SELECTED EXCERPT –
+++

# Instrumental insemination CO2 set up?



## JSL (Sep 22, 2007)

Keep it as simple as possible...

1. A 5lb tank will last you for years, unless you forget to turn it off
2. A regulator, I like two gauges, one for tank pressure and one for outgoing pressure, but one gauge is fine
3. A simple "thumb/twist valve" on the outgoing connection of the regulator for fine tuning the CO2 flow
4. 1/4" flexible tubing to connect from the thumb valve to the instrument

You may find some good deals online for regulators, or purchase everything at your local welding/gas supply company. Entire setup may cost you $150-200. Maybe less if you find some good deals! No need for medical grade equipment.

Joe


----------



## cklspencer (Jun 21, 2010)

Thanks for the info Joe.

What about a small system, something that might use the CO2 cartrige say for like a pellet gun?


----------



## JSL (Sep 22, 2007)

I am just not sure about other systems. It has been several years ago, but I tried to use a paintball type CO2 system and one of the smaller CO2 cartridge systems. My challenge with them was getting a nice consistent flow. The regulators for them may have improved, so if you have the equipment it is worth a try. They were certainly functional when I used them, but required a readjusting the flow periodically.

Joe


----------



## cklspencer (Jun 21, 2010)

Would something like this work? http://www.ebay.com/itm/CO2-C02-INJ...148?pt=LH_DefaultDomain_0&hash=item35b2c8c67c


----------



## pihlpet (Nov 3, 2011)

Off course it will work, but this one is much cheaper and has bubble counter also.
http://www.ebay.com/itm/Aquarium-CO...224?pt=LH_DefaultDomain_0&hash=item3f08325238


----------



## JSL (Sep 22, 2007)

I am not sure about the use of a solenoid or how that will affect the flow rate.

Pihlpet's looks like a better choice.

+++

Region pointing data –
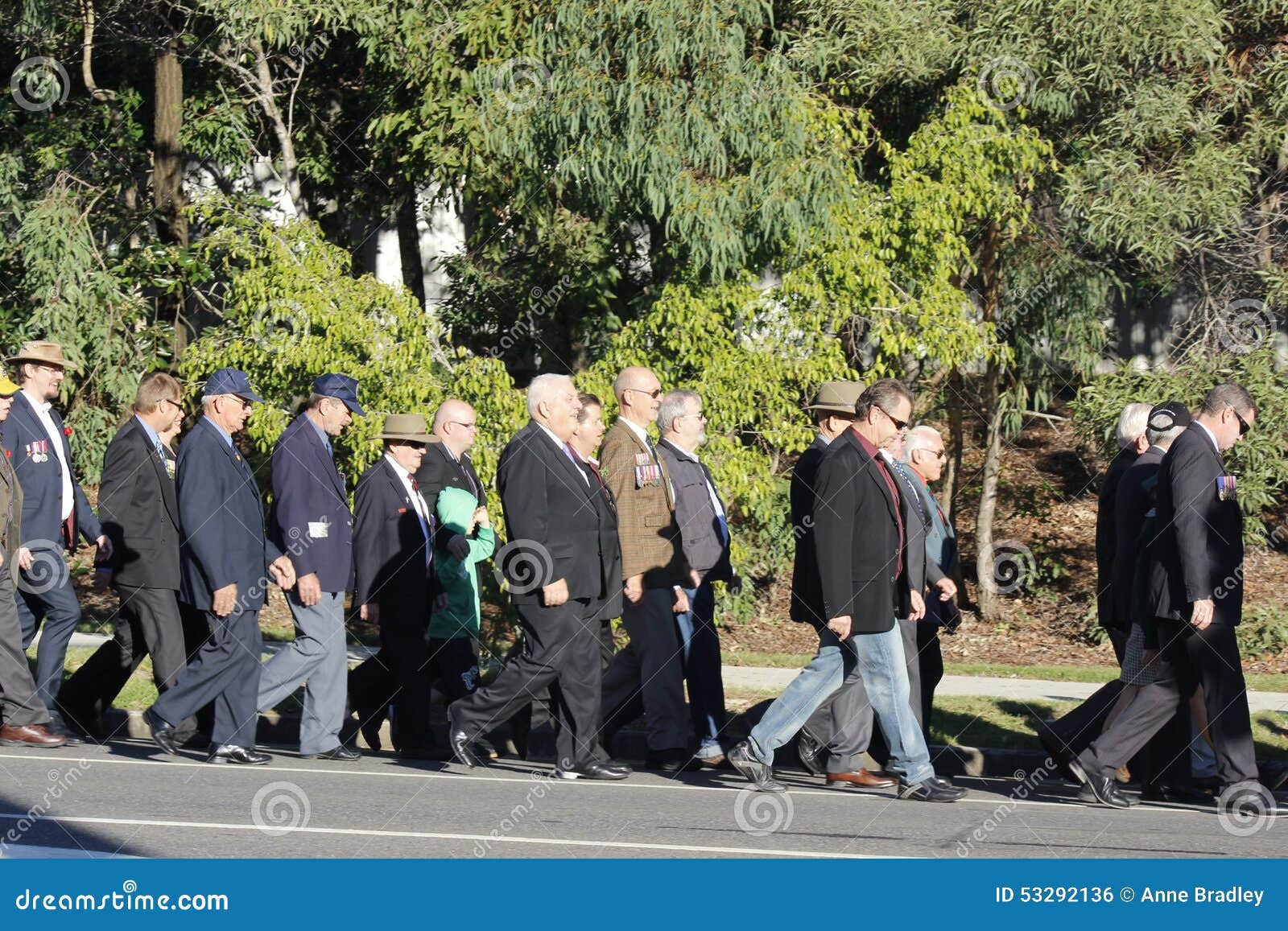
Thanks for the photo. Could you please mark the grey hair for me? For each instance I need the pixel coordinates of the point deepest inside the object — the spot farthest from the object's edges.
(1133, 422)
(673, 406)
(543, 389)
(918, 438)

+++

DIRECTIONS FOR THIS TASK – List the pieces of equipment that JSL's first post in the forum thread on a CO2 setup for instrumental insemination names as parts of the setup. This material is separate from the forum thread.

EXERCISE ANSWER –
- A 5lb CO2 tank
- A regulator, with one or two gauges
- A simple "thumb/twist valve" on the regulator's outgoing connection
- 1/4" flexible tubing from the thumb valve to the instrument